● INPUT DATA
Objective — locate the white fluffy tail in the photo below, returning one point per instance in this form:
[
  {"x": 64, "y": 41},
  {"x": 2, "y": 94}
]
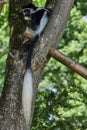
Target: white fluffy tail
[{"x": 27, "y": 94}]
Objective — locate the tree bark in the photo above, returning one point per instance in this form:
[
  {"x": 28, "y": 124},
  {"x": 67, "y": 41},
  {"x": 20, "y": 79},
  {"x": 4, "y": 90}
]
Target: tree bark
[{"x": 11, "y": 113}]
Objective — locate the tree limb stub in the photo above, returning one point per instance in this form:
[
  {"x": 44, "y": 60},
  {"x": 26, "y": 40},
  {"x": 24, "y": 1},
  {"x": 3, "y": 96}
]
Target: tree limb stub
[
  {"x": 62, "y": 58},
  {"x": 68, "y": 62}
]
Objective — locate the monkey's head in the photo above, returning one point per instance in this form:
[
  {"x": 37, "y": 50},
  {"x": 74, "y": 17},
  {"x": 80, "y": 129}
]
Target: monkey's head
[{"x": 27, "y": 11}]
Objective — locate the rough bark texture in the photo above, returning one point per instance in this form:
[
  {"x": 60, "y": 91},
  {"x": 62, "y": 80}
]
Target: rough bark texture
[{"x": 11, "y": 114}]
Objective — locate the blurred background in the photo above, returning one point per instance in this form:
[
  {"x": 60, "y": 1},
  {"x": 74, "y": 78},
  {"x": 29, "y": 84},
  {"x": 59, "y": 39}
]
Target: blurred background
[{"x": 61, "y": 101}]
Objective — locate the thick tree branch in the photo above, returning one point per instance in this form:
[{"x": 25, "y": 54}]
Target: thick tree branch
[
  {"x": 68, "y": 62},
  {"x": 63, "y": 59},
  {"x": 11, "y": 96}
]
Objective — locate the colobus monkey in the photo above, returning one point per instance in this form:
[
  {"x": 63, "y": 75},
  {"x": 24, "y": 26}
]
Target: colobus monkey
[{"x": 39, "y": 18}]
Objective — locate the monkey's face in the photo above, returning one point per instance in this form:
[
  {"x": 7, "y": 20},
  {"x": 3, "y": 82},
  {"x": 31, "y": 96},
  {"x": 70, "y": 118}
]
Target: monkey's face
[{"x": 27, "y": 14}]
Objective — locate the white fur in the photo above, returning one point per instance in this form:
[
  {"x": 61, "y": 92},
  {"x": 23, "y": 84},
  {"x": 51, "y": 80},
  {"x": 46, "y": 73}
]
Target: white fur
[{"x": 27, "y": 94}]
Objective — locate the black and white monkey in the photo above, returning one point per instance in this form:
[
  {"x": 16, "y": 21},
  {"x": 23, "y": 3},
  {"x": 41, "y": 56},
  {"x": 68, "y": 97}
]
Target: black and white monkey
[{"x": 39, "y": 18}]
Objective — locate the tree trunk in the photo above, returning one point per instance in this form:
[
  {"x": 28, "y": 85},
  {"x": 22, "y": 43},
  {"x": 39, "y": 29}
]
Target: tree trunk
[{"x": 11, "y": 113}]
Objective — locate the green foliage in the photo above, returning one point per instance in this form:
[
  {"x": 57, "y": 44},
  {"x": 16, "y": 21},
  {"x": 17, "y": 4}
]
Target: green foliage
[
  {"x": 39, "y": 3},
  {"x": 61, "y": 100},
  {"x": 4, "y": 37}
]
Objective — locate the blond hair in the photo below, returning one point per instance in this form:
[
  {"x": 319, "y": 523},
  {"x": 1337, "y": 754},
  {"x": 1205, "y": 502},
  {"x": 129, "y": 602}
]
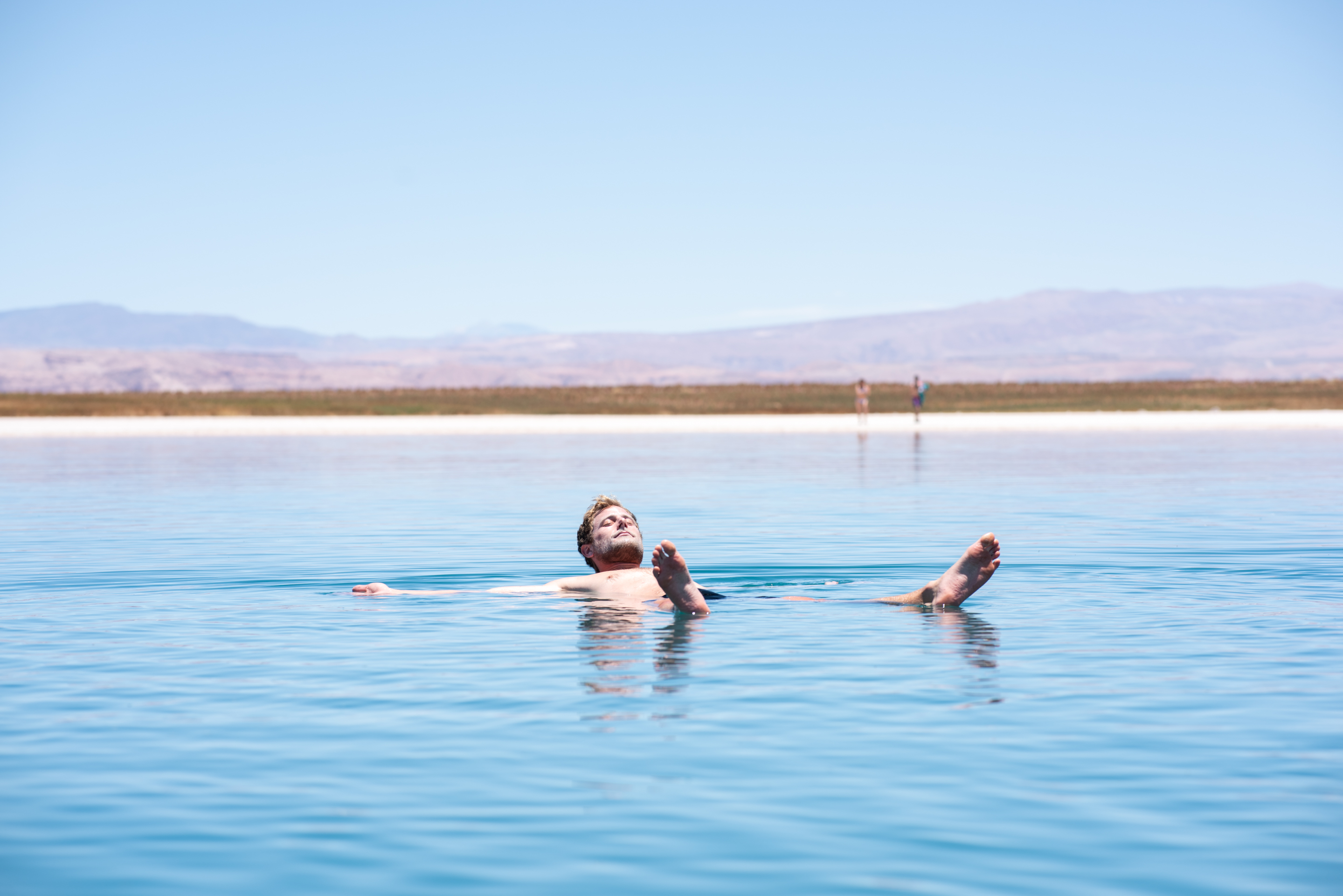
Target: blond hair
[{"x": 599, "y": 504}]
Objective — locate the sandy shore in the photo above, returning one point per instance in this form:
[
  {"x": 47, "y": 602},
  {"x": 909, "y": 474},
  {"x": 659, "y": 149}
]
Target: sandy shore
[{"x": 542, "y": 425}]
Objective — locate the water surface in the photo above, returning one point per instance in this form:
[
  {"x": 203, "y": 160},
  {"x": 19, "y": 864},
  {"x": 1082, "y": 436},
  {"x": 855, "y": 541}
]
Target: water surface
[{"x": 1146, "y": 699}]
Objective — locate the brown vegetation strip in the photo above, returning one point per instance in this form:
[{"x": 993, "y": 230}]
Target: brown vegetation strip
[{"x": 803, "y": 398}]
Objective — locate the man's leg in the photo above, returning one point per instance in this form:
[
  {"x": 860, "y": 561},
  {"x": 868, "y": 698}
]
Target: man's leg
[
  {"x": 965, "y": 577},
  {"x": 671, "y": 572}
]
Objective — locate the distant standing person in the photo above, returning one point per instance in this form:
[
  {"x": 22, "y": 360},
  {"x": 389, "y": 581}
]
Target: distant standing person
[{"x": 860, "y": 400}]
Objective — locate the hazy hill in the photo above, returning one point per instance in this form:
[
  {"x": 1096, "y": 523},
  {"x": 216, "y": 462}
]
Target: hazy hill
[{"x": 1281, "y": 332}]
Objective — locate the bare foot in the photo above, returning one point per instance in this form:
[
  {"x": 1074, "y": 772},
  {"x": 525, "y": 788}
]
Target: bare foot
[
  {"x": 965, "y": 577},
  {"x": 672, "y": 572},
  {"x": 375, "y": 589},
  {"x": 968, "y": 574}
]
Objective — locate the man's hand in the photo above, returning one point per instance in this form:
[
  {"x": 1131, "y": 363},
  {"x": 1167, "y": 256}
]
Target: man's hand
[{"x": 375, "y": 590}]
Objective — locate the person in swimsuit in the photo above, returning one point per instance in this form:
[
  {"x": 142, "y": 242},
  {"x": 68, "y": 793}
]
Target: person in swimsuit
[{"x": 611, "y": 543}]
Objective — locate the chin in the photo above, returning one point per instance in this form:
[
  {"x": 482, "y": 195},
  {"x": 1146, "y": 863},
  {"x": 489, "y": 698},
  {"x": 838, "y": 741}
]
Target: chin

● AIM
Reproduce all of the data above with every "Objective" changed to "Goal" and nothing else altered, leaving the pictures out.

● COMPLETE ANSWER
Goal — locate the white fluffy tail in the photo below, returning one point per instance in this form:
[
  {"x": 64, "y": 41},
  {"x": 2, "y": 94}
]
Target: white fluffy tail
[{"x": 27, "y": 94}]
Goal — locate the tree bark in the photo above, returning one point per instance in this form:
[
  {"x": 28, "y": 124},
  {"x": 67, "y": 41},
  {"x": 20, "y": 79},
  {"x": 4, "y": 90}
]
Target: tree bark
[{"x": 11, "y": 113}]
Goal — locate the tree limb stub in the photo above, returning one point per instance in this form:
[
  {"x": 44, "y": 60},
  {"x": 26, "y": 40},
  {"x": 24, "y": 1},
  {"x": 3, "y": 96}
]
Target: tree limb stub
[
  {"x": 62, "y": 58},
  {"x": 68, "y": 62}
]
Goal — locate the monkey's head in the photo above, returning one point per instance in this form:
[
  {"x": 37, "y": 50},
  {"x": 74, "y": 17},
  {"x": 80, "y": 129}
]
Target: monkey's head
[{"x": 27, "y": 11}]
Goal — locate the rough bark texture in the photo above, returning one point per instance in this form:
[
  {"x": 60, "y": 91},
  {"x": 62, "y": 80}
]
Target: rough bark texture
[{"x": 11, "y": 114}]
Goal — locate the blurred background in the photo above, returning one point per instance in this form:
[
  {"x": 60, "y": 1},
  {"x": 74, "y": 78},
  {"x": 29, "y": 84},
  {"x": 59, "y": 39}
]
Target: blurred background
[{"x": 61, "y": 101}]
Goal — locate the thick tree branch in the photo above, returning one point per instance in this form:
[{"x": 25, "y": 54}]
Target: thick tree branch
[
  {"x": 68, "y": 62},
  {"x": 63, "y": 59},
  {"x": 11, "y": 96}
]
Goal — locate the colobus monkey in the photo above, returning one point per instance in this form:
[
  {"x": 63, "y": 75},
  {"x": 24, "y": 26}
]
Target: colobus monkey
[{"x": 39, "y": 18}]
Goal — locate the monkey's face in the photo above, returning one point per instance in this form:
[
  {"x": 7, "y": 20},
  {"x": 3, "y": 82},
  {"x": 31, "y": 96},
  {"x": 70, "y": 118}
]
Target: monkey's face
[{"x": 27, "y": 14}]
Goal — locate the white fur in the photo above, returning one point per instance in this form:
[
  {"x": 61, "y": 92},
  {"x": 23, "y": 84},
  {"x": 51, "y": 80},
  {"x": 46, "y": 73}
]
Target: white fur
[{"x": 27, "y": 94}]
Goal — locate the black and white monkey in the photo above, returning one point per instance in this form:
[
  {"x": 16, "y": 21},
  {"x": 23, "y": 3},
  {"x": 41, "y": 56},
  {"x": 68, "y": 97}
]
Target: black and white monkey
[{"x": 39, "y": 18}]
Goal — locate the tree trunk in the photo above, returning one point per instance in this form:
[
  {"x": 28, "y": 85},
  {"x": 22, "y": 43},
  {"x": 39, "y": 29}
]
Target: tree trunk
[{"x": 11, "y": 113}]
Goal — locate the green foliage in the photo above, returning one point per instance in this form:
[
  {"x": 57, "y": 44},
  {"x": 16, "y": 21},
  {"x": 17, "y": 4}
]
Target: green foliage
[
  {"x": 39, "y": 3},
  {"x": 61, "y": 100},
  {"x": 4, "y": 37}
]
Goal — locate the blond hair in the photo below, returning one point per instance in this form:
[
  {"x": 319, "y": 523},
  {"x": 1337, "y": 754},
  {"x": 1205, "y": 502},
  {"x": 129, "y": 602}
]
Target: blond hair
[{"x": 599, "y": 504}]
Goal — locate the sandy shore in the photo above, returning one point per instance in this form:
[
  {"x": 47, "y": 602},
  {"x": 909, "y": 474},
  {"x": 659, "y": 149}
]
Target: sandy shore
[{"x": 542, "y": 425}]
Goal — locate the water surface in the photo above, returning one point per instance in this form:
[
  {"x": 203, "y": 160},
  {"x": 19, "y": 864},
  {"x": 1082, "y": 436},
  {"x": 855, "y": 541}
]
Target: water surface
[{"x": 1146, "y": 699}]
Goal — locate the brown vegetation strip in the photo above, returning one point per instance in this form:
[{"x": 993, "y": 230}]
Target: brown vegetation strip
[{"x": 803, "y": 398}]
Goal — locate the man's leg in the photo above, returning one point per instance in this form:
[
  {"x": 860, "y": 561},
  {"x": 868, "y": 698}
]
Target: man's leg
[
  {"x": 965, "y": 577},
  {"x": 671, "y": 572}
]
Goal — locate the distant standing person in the photo above, returning one point per instance in this form:
[
  {"x": 22, "y": 360},
  {"x": 389, "y": 581}
]
Target: distant standing person
[{"x": 860, "y": 400}]
Goal — locate the hazy hill in the photo above, returning one point per instance in this form:
[
  {"x": 1096, "y": 523},
  {"x": 216, "y": 462}
]
Target: hazy hill
[{"x": 1281, "y": 332}]
Goal — locate the bare foot in the photo above, returning one point per instance in this form:
[
  {"x": 1074, "y": 772},
  {"x": 525, "y": 788}
]
Target: bare foot
[
  {"x": 965, "y": 577},
  {"x": 672, "y": 572},
  {"x": 375, "y": 589},
  {"x": 968, "y": 574}
]
Goal — locate the man's hand in the photo above, returning one point per instance in this form:
[
  {"x": 1131, "y": 363},
  {"x": 1167, "y": 256}
]
Target: man's hand
[{"x": 375, "y": 590}]
Goal — locate the person in swimsuit in the photo above, returning one point per instance in this form:
[
  {"x": 142, "y": 242},
  {"x": 68, "y": 793}
]
Target: person in swimsuit
[{"x": 611, "y": 543}]
Goal — locate the chin in the photo above, returning one point per instance in this form:
[
  {"x": 482, "y": 195},
  {"x": 1146, "y": 863},
  {"x": 489, "y": 698},
  {"x": 838, "y": 741}
]
Target: chin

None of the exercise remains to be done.